=== Given text ===

Back at the hotel, we rewarded our efforts with showers and naps before parting ways in the afternoon. Tori went to visit a friend, Eric took another nap, I caught up on some reading, and everyone else went for a mountain bike ride. We all met up again for one last dinner together in Moab before we all went our separate ways. Veggie burgers all around, of course.

I only managed to snap a couple pictures, but one of these days Nixon will get that video up. Until then, here's all I've got:

Monday, September 29, 2008

Meet Me in Moab.

We rolled away from Blondie's Diner hoping to make it the rest of the way to Moab that night. We should have known that a glorious day can't last forever and that the night would catch up to us and drag us down until we finally gave in and stopped for the night. Exhausted and dirty, we checked into the Richfield Marriott for some showers and sleep.

=== Information shown ===

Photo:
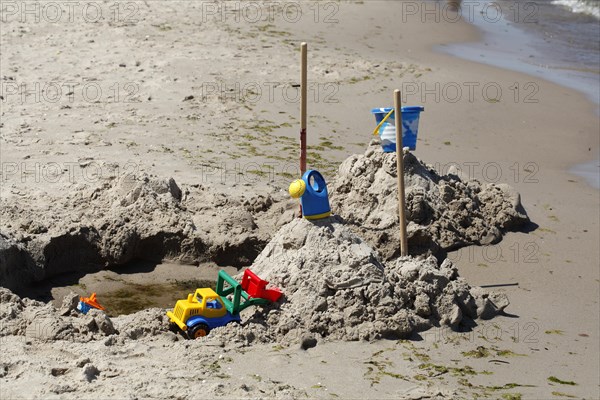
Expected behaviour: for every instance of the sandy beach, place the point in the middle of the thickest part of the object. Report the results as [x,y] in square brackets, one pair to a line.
[207,94]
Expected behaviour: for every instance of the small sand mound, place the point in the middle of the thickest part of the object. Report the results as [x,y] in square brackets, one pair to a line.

===

## Brief A
From the Moab travel text, pull out the passage that opens with the words containing "We rolled away" and closes with "showers and sleep.".
## Brief B
List every person mentioned by name in the Moab travel text.

## Exercise output A
We rolled away from Blondie's Diner hoping to make it the rest of the way to Moab that night. We should have known that a glorious day can't last forever and that the night would catch up to us and drag us down until we finally gave in and stopped for the night. Exhausted and dirty, we checked into the Richfield Marriott for some showers and sleep.

## Exercise output B
Tori
Eric
Nixon